Habib, Samar. 2009. Arabo-Islamic Texts on Female Homosexuality: 850-1780 A.D. Teneo Press, Youngstown. ISBN 978-1-934844-11-3

Publication summary: 

This book makes a good companion volume to Habib's other works as it provides a comprehensive set of the texts she's working with. (The relevant parts of them, at least.) It also includes the text of two lectures that provide background and context for the texts themselves.

Historic Texts: From “Al-Muhalla” by Ibn Hazm Al-Andalusi (d. 1064)

Today's text sheds an interesting light on the socio-legal basis for prohibitions about sex between women. In a context of complete silence, or argument only by analogy from male issues, there is room for a great deal of uncertainty and conjecture, both about what the attitudes of the times were, and whether there is a historic basis for modern attitudes. The fact that these debates were specifically about women, and about the special social and legal concerns pertaining to women, is a refreshing change from trying to guess whether medieval European sodomy laws had anything to do with women at all.

* * *

An extensive legal/religious discussion/debate on the question of whether grinding [sex between women] is forbidden. The debate is largely framed as a discussion by “the father of Mohamad”.

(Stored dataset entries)
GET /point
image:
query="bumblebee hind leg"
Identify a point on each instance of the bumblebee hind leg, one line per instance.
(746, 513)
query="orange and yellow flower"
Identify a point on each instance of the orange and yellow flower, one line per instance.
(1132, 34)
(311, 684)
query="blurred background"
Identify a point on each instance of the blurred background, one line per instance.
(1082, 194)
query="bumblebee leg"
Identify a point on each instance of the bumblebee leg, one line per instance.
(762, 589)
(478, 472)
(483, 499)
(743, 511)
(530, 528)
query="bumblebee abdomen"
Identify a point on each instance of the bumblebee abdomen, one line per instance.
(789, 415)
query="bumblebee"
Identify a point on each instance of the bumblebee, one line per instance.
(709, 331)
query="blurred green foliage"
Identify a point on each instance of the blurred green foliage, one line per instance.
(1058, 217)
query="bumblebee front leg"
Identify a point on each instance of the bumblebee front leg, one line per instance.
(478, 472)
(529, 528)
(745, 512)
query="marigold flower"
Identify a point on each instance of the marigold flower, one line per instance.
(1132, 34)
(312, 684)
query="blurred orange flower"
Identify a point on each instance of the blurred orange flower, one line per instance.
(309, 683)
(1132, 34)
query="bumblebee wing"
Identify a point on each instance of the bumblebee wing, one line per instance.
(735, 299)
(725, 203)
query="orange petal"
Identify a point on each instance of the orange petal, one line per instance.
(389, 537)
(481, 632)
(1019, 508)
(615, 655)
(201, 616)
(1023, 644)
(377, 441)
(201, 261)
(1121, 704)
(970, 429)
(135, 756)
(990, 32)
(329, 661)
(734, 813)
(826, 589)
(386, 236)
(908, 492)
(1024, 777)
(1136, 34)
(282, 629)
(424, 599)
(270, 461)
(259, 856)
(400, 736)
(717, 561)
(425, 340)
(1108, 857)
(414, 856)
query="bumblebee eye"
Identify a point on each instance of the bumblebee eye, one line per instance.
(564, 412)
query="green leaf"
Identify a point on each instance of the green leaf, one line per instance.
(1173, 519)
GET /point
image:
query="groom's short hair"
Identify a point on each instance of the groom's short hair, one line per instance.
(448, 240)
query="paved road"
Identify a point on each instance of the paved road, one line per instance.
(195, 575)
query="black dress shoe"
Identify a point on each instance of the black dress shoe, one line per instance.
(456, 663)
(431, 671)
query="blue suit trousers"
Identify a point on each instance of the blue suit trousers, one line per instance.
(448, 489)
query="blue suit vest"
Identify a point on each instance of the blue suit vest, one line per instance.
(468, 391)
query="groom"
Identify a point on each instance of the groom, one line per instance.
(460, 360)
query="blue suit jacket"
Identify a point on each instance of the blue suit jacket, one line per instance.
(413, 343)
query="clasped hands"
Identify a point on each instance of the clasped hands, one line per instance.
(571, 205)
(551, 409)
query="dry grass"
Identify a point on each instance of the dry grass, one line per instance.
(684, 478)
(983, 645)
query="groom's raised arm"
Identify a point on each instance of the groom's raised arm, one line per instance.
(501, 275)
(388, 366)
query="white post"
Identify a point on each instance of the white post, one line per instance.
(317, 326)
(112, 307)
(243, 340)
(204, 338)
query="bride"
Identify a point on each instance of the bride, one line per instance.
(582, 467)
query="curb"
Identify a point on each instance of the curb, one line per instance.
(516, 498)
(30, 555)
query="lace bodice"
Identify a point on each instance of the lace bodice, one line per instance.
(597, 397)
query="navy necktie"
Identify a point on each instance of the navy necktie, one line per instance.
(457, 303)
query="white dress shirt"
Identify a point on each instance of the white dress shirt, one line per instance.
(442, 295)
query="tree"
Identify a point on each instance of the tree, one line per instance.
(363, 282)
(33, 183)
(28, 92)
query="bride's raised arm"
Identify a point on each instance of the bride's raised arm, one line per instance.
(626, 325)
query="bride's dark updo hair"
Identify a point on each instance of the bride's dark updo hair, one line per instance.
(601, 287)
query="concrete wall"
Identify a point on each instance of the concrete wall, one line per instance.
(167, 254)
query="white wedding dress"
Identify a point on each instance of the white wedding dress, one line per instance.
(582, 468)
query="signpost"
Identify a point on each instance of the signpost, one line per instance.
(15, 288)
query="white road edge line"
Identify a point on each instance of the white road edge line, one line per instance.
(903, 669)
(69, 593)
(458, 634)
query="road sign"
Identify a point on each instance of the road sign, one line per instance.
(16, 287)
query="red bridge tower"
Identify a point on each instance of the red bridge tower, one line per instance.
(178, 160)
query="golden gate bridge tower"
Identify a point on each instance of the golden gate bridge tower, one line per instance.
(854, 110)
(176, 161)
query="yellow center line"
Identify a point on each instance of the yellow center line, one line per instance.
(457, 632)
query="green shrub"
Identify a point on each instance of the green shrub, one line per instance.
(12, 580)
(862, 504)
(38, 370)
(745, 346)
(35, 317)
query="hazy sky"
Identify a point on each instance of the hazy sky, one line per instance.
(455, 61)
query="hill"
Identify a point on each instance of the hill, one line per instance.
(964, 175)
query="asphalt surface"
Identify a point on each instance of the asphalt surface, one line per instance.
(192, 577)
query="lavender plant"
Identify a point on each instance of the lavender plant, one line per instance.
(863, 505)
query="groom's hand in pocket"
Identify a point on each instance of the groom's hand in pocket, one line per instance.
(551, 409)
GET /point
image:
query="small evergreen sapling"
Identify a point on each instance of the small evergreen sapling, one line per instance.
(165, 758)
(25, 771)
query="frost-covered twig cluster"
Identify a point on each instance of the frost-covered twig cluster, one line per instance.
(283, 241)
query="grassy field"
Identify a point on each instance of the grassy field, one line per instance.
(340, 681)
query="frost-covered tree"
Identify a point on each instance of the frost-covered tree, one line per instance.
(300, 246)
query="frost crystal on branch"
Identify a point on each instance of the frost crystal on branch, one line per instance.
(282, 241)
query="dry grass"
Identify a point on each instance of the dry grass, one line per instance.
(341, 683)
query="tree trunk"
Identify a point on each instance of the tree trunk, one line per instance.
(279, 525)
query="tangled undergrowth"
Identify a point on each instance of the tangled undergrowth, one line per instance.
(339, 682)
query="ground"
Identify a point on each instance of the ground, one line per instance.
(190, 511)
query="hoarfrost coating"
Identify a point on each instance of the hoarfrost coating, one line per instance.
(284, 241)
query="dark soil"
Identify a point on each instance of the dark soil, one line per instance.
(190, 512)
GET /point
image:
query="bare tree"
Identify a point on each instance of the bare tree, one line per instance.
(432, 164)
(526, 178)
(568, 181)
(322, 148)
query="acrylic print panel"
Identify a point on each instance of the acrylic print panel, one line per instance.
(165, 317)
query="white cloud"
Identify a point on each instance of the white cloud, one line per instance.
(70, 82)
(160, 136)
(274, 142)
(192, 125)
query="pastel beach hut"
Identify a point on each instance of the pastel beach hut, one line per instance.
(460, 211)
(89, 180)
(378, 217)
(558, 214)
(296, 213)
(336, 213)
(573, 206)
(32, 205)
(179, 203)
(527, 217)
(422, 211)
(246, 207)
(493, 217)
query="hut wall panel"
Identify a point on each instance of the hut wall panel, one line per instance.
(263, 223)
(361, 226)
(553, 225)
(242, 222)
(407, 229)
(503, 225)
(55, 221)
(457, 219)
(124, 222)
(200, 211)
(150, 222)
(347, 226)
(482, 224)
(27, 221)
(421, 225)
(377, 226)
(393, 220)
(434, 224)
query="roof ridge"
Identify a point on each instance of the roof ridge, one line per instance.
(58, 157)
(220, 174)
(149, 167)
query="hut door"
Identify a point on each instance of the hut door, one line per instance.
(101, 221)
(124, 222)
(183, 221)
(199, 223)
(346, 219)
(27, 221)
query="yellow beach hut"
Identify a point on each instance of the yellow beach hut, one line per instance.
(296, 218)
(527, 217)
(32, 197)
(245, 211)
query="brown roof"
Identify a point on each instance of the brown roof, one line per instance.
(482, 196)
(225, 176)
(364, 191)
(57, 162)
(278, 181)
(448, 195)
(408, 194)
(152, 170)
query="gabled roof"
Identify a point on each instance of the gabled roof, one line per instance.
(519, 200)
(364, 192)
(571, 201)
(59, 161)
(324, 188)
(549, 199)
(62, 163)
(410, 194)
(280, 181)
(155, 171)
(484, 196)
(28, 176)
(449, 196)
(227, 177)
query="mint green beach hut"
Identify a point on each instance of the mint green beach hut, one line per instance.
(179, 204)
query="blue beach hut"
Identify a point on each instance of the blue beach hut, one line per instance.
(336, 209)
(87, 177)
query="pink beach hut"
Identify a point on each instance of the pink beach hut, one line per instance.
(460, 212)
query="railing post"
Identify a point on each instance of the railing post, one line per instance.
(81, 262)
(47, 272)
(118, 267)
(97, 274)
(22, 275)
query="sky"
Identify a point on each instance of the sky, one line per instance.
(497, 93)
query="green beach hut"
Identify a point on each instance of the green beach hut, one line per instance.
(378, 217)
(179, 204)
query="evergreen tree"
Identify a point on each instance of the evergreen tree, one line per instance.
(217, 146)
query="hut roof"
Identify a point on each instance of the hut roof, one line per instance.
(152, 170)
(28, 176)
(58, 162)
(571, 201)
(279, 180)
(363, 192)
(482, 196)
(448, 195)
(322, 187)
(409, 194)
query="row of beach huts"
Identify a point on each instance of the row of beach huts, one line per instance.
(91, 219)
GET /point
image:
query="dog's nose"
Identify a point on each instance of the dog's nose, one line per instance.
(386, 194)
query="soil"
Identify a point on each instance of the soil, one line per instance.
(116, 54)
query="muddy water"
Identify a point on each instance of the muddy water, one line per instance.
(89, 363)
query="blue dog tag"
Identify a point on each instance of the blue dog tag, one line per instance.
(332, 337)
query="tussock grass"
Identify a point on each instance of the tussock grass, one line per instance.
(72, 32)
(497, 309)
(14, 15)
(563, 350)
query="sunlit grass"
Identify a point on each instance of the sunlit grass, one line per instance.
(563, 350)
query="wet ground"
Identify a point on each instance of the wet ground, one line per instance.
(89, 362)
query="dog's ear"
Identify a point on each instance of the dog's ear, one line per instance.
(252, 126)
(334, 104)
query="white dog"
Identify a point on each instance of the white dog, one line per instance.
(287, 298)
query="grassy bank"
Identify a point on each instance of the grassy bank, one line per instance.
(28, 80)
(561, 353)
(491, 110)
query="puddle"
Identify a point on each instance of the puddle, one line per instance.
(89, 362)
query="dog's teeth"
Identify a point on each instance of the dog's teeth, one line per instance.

#### Job 1
Print the passage on Arabo-Islamic texts about female homosexuality, everything from "This book makes" down to "the texts themselves.".
#### Job 2
Carry on the piece about Arabo-Islamic texts on female homosexuality from the point where it ends.

#### Result 1
This book makes a good companion volume to Habib's other works as it provides a comprehensive set of the texts she's working with. (The relevant parts of them, at least.) It also includes the text of two lectures that provide background and context for the texts themselves.

#### Result 2
He reviews various positions on whether female homosexuality is forbidden or permitted. Is it fornication? Is it worse than fornication? Is it not fornication at all? The conclusion is that it isn’t fornication because fornication is specifically define as unlawful penis-in-vagina sex.

The prohibitions against grinding are ascribed to tradition and not to God. But the discussion continues to argue that sex between women is prohibited under the general concept of male rights to a woman’s body (and especially her genitals). So, for example, a woman’s genitals should be exposed only to her spouse (or hypothetical future spouse) and therefore she should not expose them to another woman during sex. Similarly, the right to see a woman’s skin belongs exclusively to her Mahram (close male relative or husband). Sex between women violates this exclusive right, but also creates the potential for one woman’s husband to vicariously “see” his wife’s female lover’s nakedness if the wife describes it to him.

There is also a discussion of prohibitions on “resembling” the opposite sex, presumably including cross-dressing.